# Anyone know how to delete photos from iTouch?



## KindleGirl (Nov 11, 2008)

I've tried deleting a photo from the iTouch and I can't figure out how to delete it. I've gone to iTunes and read the manual for the touch and I cannot find anywhere where it mentions deleting photos. Please help if you know how to do this.


----------



## Betsy the Quilter (Oct 27, 2008)

As far as I know you have to do it through iTunes. There's a link to iTunes tutorials in the thread about iTunes, I'll find it.

Betsy


----------



## Sometimes Lucy (Jan 28, 2010)

Yes, you do it through iTunes. You click on the Photos tab, and uncheck whatever you don't want to sync.


----------



## KindleGirl (Nov 11, 2008)

That's what I tried and I didn't have any luck with it....


----------



## Sometimes Lucy (Jan 28, 2010)

You have to sync _after_ you've checked the items you want (or uncheck the items you don't want on the ipod)
_ _ _ _ _ _ _
§ Exercise directions: Copy the thread on deleting iTouch photos, beginning at the words "## Betsy the" and stopping after "want to sync.", and replace "uncheck" with "deselect".

§ Stored data:
_ _ _ _ _ _ _
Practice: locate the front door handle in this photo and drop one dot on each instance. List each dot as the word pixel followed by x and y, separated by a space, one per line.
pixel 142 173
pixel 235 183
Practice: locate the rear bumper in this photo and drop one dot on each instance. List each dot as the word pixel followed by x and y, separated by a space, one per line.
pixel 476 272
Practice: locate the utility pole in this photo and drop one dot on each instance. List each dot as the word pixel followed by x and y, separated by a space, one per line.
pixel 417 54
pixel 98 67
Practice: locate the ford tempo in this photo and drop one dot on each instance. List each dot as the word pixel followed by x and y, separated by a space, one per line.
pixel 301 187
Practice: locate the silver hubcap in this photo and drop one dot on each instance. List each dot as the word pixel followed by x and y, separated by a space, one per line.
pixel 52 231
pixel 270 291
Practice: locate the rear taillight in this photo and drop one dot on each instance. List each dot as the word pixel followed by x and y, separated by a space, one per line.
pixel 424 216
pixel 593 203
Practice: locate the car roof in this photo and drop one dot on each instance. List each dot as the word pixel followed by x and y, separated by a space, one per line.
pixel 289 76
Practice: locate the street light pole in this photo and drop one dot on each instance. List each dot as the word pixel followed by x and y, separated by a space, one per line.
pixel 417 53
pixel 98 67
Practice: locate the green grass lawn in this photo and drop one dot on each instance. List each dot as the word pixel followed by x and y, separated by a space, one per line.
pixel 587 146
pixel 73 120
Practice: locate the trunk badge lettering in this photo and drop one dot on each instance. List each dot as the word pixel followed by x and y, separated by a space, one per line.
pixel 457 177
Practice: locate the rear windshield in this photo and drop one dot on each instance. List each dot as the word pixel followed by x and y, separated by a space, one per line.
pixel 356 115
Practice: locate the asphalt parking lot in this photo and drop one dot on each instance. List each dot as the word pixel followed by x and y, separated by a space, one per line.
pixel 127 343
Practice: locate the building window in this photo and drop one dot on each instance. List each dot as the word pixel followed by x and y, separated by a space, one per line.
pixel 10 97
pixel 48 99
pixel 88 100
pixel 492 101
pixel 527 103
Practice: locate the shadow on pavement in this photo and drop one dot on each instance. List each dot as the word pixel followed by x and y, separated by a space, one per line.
_ _ _ _ _ _ _
§ Result of this task:
## Betsy the Quilter (Oct 27, 2008)

As far as I know you have to do it through iTunes. There's a link to iTunes tutorials in the thread about iTunes, I'll find it.

Betsy


----------



## Sometimes Lucy (Jan 28, 2010)

Yes, you do it through iTunes. You click on the Photos tab, and deselect whatever you don't want to sync.